__TRECHO__:

A resposta final ao problema: da profundeza principiológica à iluminação filosófica
A discussão filosófica em torno da não revogação do artigo 9º do diploma em apreço ganha, neste ponto em específico, status de problema ético. Não é problema em seu sentido usual, é problema conotativamente aposto à seara ética. Para que possamos empreender uma argumentação plausível, sob a ótica da razão, é lícito e pertinente estabelecer, de plano, algumas premissas inaugurais que serão, ao longo do tópico, pormenorizadas.
Em primeiro lugar o conceito formal de justiça se aplica, a priori, para sustentar a tese pela não revogação do artigo 9º da lei 12.015/09. Mas é um conceito que terá sua incidência perfeita, especialmente, no procedimento de aplicação da pena e é precisamente neste momento, que, mormente, se transporta a temática do artigo 9º da lei 12.015/09. E, tal conceito formal é o corolário da noção de justiça estática, a qual representa a fórmula geral de "mesmas regras e normas para todas as pessoas de um mesmo grupo social" – sendo a sociedade brasileira o grupo que nos referimos.
Mas enquanto conceito teórico é insubsistente para nós, visto que não creditamos sua autoridade apenas à conjectura do procedimento de majoração da pena, como, principalmente, na justificativa primeira da causa de sua existência no ordenamento que, como veremos, restará fundamentada num panorama ético posteriormente abraçado por um conceito de justiça dinâmica. "O conceito formal de justiça significa a aplicação consistente e contínua das mesmas normas e regras a cada um dos membros de um agrupamento social aos quais elas se aplicam." [16]
Todavia, um conceito formal de justiça é estático, que implica, pois, num nível alto de abstração, haja vista que agrupa propriedades comuns de todos os tipos de justiça. [17] Assim sendo, a máxima expressão é a figura humanizada da justiça de olhos vendados, ou seja, aplicando, em precisão, as mesmas normas e regras aos diferentes grupos sociais. Inobstante, ainda que possa incidir sobre o procedimento de aplicação da pena, na verdade, é fraco, pois o procedimento será o efeito de uma causa pré-existente, quer dizer, efeito na medida em que uma definição exata sobre a revogação ou não do dispositivo em apreço constituirá em um poder-dever do Estado-juiz que, portanto, deverá aplicar a regra de majoração de pena, do contrário, não aplicaria, por convicção própria, deixando para a apelação ministerial eventualmente, se acreditar na não revogação, atacar a sentença então proferida. No mesmo sentido, não continua a existir na base do conceito formal de justiça um conceito de igualdade ao qual possamos nos debruçar.

__DADOS REGISTRADOS__:
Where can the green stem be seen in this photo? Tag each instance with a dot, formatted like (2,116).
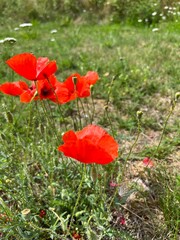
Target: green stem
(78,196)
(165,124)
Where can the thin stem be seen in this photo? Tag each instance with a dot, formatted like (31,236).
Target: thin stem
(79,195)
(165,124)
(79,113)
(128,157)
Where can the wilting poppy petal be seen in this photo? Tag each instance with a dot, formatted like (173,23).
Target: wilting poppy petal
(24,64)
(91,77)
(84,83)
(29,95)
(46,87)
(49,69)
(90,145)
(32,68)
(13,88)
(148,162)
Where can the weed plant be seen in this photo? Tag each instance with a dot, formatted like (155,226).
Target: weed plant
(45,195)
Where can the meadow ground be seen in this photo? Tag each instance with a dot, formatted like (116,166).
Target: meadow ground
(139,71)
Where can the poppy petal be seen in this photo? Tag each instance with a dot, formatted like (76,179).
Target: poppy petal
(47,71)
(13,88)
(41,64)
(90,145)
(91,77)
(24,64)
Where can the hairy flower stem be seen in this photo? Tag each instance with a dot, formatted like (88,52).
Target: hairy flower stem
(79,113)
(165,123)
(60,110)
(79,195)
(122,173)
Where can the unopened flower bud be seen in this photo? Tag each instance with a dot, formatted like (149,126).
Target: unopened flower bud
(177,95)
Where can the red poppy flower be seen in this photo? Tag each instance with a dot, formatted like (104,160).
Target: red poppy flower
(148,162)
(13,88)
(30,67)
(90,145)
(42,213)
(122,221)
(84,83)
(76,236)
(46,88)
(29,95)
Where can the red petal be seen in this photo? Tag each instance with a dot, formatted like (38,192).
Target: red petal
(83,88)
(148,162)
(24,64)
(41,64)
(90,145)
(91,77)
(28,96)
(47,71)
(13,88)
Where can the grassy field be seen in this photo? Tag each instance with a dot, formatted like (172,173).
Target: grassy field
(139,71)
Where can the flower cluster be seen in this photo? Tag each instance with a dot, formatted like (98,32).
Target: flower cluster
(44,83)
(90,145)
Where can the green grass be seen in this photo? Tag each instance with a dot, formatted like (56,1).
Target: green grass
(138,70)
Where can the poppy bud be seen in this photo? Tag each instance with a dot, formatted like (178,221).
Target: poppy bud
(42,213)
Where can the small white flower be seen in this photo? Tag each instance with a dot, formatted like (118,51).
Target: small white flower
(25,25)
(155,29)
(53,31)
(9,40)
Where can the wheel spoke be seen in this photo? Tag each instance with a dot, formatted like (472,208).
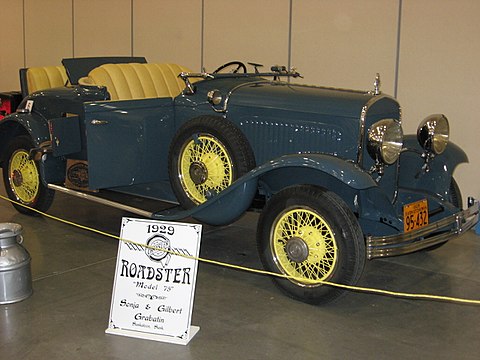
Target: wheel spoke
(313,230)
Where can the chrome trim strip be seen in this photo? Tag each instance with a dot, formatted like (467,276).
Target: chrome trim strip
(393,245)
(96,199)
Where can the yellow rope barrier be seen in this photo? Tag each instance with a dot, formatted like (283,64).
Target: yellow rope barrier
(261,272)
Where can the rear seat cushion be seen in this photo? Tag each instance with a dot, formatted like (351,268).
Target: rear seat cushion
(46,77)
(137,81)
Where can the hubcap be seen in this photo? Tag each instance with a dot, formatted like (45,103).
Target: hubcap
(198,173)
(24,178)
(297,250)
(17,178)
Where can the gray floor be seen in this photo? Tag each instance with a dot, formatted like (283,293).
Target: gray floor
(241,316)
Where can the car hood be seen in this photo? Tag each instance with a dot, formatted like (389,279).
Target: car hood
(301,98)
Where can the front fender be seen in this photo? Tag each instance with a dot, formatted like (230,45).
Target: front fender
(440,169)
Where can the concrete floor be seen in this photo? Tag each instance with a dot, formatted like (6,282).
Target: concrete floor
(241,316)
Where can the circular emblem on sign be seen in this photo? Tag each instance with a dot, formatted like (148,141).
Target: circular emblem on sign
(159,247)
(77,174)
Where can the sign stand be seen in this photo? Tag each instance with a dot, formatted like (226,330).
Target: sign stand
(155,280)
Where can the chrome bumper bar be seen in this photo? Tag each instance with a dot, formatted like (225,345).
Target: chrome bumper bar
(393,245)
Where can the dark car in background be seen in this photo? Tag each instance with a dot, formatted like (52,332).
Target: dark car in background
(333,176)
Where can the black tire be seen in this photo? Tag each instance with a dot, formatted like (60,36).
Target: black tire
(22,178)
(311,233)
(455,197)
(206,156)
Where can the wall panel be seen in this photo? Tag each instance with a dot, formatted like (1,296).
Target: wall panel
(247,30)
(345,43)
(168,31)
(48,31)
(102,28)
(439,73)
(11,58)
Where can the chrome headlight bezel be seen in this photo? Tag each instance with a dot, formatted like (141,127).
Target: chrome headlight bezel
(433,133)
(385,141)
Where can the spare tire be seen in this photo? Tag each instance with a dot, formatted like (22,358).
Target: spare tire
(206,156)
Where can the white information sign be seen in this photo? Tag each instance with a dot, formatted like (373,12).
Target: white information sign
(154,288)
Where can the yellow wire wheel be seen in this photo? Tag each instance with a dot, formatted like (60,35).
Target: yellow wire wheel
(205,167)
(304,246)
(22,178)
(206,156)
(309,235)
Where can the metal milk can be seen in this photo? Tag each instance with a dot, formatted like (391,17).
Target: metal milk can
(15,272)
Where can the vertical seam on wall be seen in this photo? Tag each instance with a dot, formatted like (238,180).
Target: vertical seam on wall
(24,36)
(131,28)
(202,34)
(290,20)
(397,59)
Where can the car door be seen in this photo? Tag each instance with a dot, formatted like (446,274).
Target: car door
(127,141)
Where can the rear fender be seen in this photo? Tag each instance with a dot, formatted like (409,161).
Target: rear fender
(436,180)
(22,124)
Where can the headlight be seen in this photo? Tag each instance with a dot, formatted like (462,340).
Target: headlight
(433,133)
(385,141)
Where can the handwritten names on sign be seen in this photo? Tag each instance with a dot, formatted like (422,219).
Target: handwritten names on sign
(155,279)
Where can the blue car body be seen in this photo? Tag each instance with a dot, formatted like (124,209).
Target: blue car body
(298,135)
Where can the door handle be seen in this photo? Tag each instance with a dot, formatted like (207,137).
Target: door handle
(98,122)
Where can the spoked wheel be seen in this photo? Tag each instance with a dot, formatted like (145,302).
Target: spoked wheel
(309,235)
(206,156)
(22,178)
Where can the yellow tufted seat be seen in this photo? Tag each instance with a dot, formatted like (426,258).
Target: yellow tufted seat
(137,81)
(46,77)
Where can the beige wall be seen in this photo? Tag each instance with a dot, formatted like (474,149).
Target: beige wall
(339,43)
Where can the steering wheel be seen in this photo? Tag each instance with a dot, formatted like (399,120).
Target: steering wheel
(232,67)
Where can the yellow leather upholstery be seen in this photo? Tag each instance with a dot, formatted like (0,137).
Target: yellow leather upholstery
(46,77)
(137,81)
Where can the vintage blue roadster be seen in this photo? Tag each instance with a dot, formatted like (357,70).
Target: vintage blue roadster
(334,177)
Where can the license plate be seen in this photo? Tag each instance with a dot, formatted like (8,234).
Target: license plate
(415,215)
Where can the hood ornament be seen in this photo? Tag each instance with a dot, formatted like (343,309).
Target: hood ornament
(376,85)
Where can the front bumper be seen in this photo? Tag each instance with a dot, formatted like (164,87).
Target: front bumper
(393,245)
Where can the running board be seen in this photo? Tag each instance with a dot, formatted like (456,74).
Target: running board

__TAREFA__:
No texto sobre o conceito formal de justiça, troque "justiça estática" por "justiça abstrata" e reproduza a parte que começa com as palavras "Em primeiro lugar" e termina em "que nos referimos.".

__RESPOSTA__:
Em primeiro lugar o conceito formal de justiça se aplica, a priori, para sustentar a tese pela não revogação do artigo 9º da lei 12.015/09. Mas é um conceito que terá sua incidência perfeita, especialmente, no procedimento de aplicação da pena e é precisamente neste momento, que, mormente, se transporta a temática do artigo 9º da lei 12.015/09. E, tal conceito formal é o corolário da noção de justiça abstrata, a qual representa a fórmula geral de "mesmas regras e normas para todas as pessoas de um mesmo grupo social" – sendo a sociedade brasileira o grupo que nos referimos.